* Data to use:
....
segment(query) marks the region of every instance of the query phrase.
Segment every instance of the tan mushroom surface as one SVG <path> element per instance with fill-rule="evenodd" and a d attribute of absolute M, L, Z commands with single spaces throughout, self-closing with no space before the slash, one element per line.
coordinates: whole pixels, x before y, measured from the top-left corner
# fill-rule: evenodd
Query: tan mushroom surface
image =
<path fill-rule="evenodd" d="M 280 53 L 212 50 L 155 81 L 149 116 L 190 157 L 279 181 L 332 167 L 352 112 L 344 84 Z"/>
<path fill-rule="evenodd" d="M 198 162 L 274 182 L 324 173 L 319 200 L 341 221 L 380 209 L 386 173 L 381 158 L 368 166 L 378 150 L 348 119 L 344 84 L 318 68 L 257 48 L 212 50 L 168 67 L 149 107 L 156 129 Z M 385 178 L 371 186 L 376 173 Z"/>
....
* Task description: Scale all the items above by repeating every line, requests included, with each coordinate in the answers multiplied by 0.6 and rounded to a whole number, halves rounding up.

* The result:
segment(query) marks the region of every instance of the query phrase.
Segment every instance of the tan mushroom surface as one SVG <path> element per instance with fill-rule="evenodd" and a d attribute of absolute M, L, Z commands with single spaces throughout, self-closing with no space before the slash, one element per line.
coordinates: whole pixels, x before y, measured from the top-left corner
# fill-rule: evenodd
Query: tan mushroom surface
image =
<path fill-rule="evenodd" d="M 168 32 L 127 30 L 93 49 L 89 70 L 114 94 L 167 109 L 199 100 L 211 67 L 206 50 Z"/>
<path fill-rule="evenodd" d="M 119 97 L 164 109 L 194 104 L 191 120 L 205 133 L 228 125 L 232 104 L 229 95 L 221 100 L 227 90 L 209 71 L 206 50 L 191 41 L 154 29 L 127 30 L 101 40 L 89 64 L 94 77 Z M 231 107 L 223 112 L 226 104 Z"/>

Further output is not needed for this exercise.